**Work item A**
According to the text on early Bábí figures, where and in what year was Siyyid Ḥusayn Yazdí executed?
**Work item B**
Reproduce the stretch of the text on early Bábí figures from "He was killed" through "sixth Letter of the Living.".
**Work item C**
Carry on the text on early Bábí figures from its final sentence.

He was killed in the fighting at the Battle of Fort Tabarsi. Bábís consider him a martyr.

===Mullá ʻAlí Basṭámí===

This first Bábí martyr.

===Mullá K͟hudá-Bak͟hs͟h Qúc͟hání===
Later named Mullá ʻAlí(*) "He died a natural death, but his son Mashiyyatu'llah later met with martyrdom in his youth." (H.M. Balyuzi, The Bab - The Herald of the Day of Days, p. 27)

===Mullá Ḥasan Bajistání===
Mullá Ḥasan Bajistání was the sixth Letter of the Living.

===Siyyid Ḥusayn Yazdí===
Siyyid Ḥusayn Yazdí was the seventh Letter of the Living. He is known as the Báb's amanuensis who shared his imprisonment in Maku and then Chihriq. In the story of the Báb's execution, he is the secretary that the Báb spoke to before being taken away to be shot.

Siyyid Ḥusayn Yazdí was executed in Tehran in 1852 in the aftermath on the attempt on the Shah's life.

===Mullá Muḥammad Rawḍih-K͟hán Yazdí===
He remained apart from other Bábís and was generally known as a Shaykhi. But he never renounced his faith and taught it whenever he could. (H.M. Balyuzi, The Bab - The Herald of the Day of Days, p. 27)

**Input data**
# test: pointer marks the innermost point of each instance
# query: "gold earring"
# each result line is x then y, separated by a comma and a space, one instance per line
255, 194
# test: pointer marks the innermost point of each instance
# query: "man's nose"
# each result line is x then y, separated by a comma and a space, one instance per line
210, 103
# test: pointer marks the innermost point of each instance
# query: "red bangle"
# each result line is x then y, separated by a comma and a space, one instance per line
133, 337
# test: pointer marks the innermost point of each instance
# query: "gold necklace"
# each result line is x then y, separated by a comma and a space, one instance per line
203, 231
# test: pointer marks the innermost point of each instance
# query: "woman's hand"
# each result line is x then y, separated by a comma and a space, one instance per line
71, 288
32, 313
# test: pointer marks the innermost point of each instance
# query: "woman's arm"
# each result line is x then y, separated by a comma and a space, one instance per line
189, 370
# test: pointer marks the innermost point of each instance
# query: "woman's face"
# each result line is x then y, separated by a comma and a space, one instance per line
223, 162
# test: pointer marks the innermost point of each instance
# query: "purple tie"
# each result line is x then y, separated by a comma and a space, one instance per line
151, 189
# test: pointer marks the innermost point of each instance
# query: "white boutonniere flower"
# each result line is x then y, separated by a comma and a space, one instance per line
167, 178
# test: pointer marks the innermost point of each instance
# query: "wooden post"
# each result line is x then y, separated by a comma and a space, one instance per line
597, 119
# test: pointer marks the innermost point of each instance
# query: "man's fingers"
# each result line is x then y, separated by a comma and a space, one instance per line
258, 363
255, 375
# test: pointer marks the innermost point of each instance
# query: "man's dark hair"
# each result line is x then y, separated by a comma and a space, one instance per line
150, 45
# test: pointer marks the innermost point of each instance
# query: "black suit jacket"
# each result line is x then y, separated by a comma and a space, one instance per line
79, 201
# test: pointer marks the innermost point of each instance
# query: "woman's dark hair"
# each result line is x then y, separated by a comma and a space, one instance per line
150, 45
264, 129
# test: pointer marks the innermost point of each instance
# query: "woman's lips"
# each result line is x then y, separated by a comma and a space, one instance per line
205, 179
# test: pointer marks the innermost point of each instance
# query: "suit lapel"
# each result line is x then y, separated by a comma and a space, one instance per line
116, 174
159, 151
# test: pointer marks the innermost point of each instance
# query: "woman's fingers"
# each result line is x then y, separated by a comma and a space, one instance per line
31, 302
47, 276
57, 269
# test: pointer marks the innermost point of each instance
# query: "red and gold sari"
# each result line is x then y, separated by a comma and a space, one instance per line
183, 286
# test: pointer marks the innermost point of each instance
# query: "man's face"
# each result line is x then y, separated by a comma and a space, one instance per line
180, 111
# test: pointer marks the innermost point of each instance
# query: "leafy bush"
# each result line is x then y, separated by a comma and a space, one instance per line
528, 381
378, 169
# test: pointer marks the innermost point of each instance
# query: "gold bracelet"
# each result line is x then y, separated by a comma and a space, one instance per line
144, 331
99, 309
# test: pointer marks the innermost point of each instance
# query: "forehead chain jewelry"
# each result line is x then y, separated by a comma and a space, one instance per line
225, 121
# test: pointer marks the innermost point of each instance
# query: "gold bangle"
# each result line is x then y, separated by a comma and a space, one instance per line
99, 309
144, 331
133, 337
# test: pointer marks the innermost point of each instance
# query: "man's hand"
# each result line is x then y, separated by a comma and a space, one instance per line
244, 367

**Response box A**
In Tehran in 1852.

**Response box B**
He was killed in the fighting at the Battle of Fort Tabarsi. Bábís consider him a martyr.

===Mullá ʻAlí Basṭámí===

This first Bábí martyr.

===Mullá K͟hudá-Bak͟hs͟h Qúc͟hání===
Later named Mullá ʻAlí(*) "He died a natural death, but his son Mashiyyatu'llah later met with martyrdom in his youth." (H.M. Balyuzi, The Bab - The Herald of the Day of Days, p. 27)

===Mullá Ḥasan Bajistání===
Mullá Ḥasan Bajistání was the sixth Letter of the Living.

**Response box C**
===Saʻíd Hindí(*)===

According to the official website of the Baháʼís of Pakistan, Saʻíd Hindí was a native of Multan, in present-day Pakistan. He was one of the students of Siyyid Kazim Rashti in Iraq. Saʻíd Hindí met the Báb after He declared His mission in 1844. The Báb sent him to India to announce the news of His advent. Saʻíd Hindí reached Multan in that very year to share the Báb's message with his fellow countrymen. Sayyid Basir Hindí, one of Saʻíd Hindí's contacts and a blind man of Sufi background from the Multan area, embraced the Bábí Faith and set out on pilgrimage to Shiraz in Iran to meet the Báb.

===Mullá Maḥmud K͟hu'í===
He was killed at Battle of Fort Tabarsi.

===Mullá (ʻAbdu'l-)Jalíl Urúmí (Urdúbádí)===
He was killed at Battle of Fort Tabarsi.

===Mullá Aḥmad-i-Ibdál Marág͟hi'í===
He was killed at Battle of Fort Tabarsi.

===Mullá Báqir Tabrízí===
Mullá Báqir Tabrízí was the Thirteenth Letter of the Living. He survived all of the other Letters of the Living. He was the only Letter to embrace the Cause of Baháʼu'lláh, and remain devoted and loyal to Him.

He received a letter from the Báb saying he would attain "Him whom God shall make manifest" in the year 'eight' (1268 AH). Soon after Baháʼu'lláh's release from the Siyáh-Chál of Tehran, Mullah Baqir obtained His presence and quickly became a believer and teacher of the Cause. Most of his teaching with was based in Adhirbayjan.

He died in Istanbul in around 1881.
- A tablet written to Mullá Baqir-i-Tabrizi - Translator has included a short biographical stub

===Mullá Yúsuf Ardibílí(*)===
Mullá Yúsuf Ardibílí was the fourteenth Letter of the Living.

He was killed in the fighting at the Battle of Fort Tabarsi. Bábís consider him a martyr.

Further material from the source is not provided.